» **SOURCE**:
################

There’s nothing like an end of the summer deal on clothes to get your blood flowing. That’s my wife talking, not me. When she wants to, she can be a serious shopper. And an end-of-summer-sale just brings out the wild side in her.

The other day she says to me, “You won’t believe what I got today?”

We have played this guessing game for years. She taunts me with a question. Her eyes are bright and wide with expectation. I have no clue where this is going. There is no context to the question that I can draw upon. So, she knows I have no clue. Yet she asks me to join in the game.

I have learned not to think too hard at this game. Years ago I would have labored over what might be a decent guess. I wanted to outsmart her. It took me a long time to realize that any answer would work. It doesn’t even have to be in the ballpark. She really doesn’t care if my answer makes no sense at all.

“You got me a new guitar.” It was worth a shot.

I will explain why this works the way it does. And BTW, I stole this. When God made man and woman, he made them almost exact opposites. Two different ways of processing information. Two different sets of emotions. Two totally different ways of looking at the world around them. Take shopping for example. He hates it. She loves it.

################

» **SOURCE DATA**:
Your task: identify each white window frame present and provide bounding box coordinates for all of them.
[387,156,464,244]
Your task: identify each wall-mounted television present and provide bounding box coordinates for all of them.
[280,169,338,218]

################

» **GOAL 1**: Translate this sentence from the essay about the end-of-summer sale into Spanish: "It took me a long time to realize that any answer would work."
» **GOAL 2**: Continue the essay about the end-of-summer sale from the point where it stops.

» **EXERCISE RESPONSE 1**: Me tomó mucho tiempo darme cuenta de que cualquier respuesta funcionaría.

» **EXERCISE RESPONSE 2**:
Anyway. God said to His angels, “Come over here for a minute. You gotta see this.” The angels gather round. “Look down there. Man and woman. I made them completely different from each other. And here’s the kicker. I’m going to make them live together for the rest of their lives.”

“How’d you make the woman?” the angels wanted to know.

“I took a rib from his side. Unfortunately, it’s the rib I had intended for him to use for reading her mind.”

My wife folds her arms. “No silly. I bought a $30 blouse for $7. It was great.”

Women are serious about shopping like men are serious about hunting. He gets a copy of the Georgia Outdoor News, aka GON. She gets catalogues from across the globe. He familiarizes himself with the starting dates for each season and marks his calendar. She knows by sensory perception when each and every sale will take place. He buys ammo and doesn’t care what he has to pay. She waits until it’s been marked down 5 times, buys it, and then complains that the price dropped again the next week.

My Mama was the Queen of shoppers. Her favorite place to shop was Rich’s in downtown Atlanta. I’m pretty sure that some of the floor managers knew her by name. If she sensed a sale was coming up, it was not unheard of for her to take a dress off the rack, hide it somewhere else in the store, and then come back after the sale started to get it. She was shrewd like that.

I remember for a fact that one time she bought a winter coat on sale. She was very proud of her frugality and savviness on this deal. Two weeks later she saw that the same coat dropped in price again. She took hers back to Rich’s asked for a refund for the difference.

“I’m sorry Mrs. Chappell. We just can’t do that. You bought your coat two weeks ago before the price dropped.”

They were not going to get that past her. She returned the coat and asked for a refund, which she got.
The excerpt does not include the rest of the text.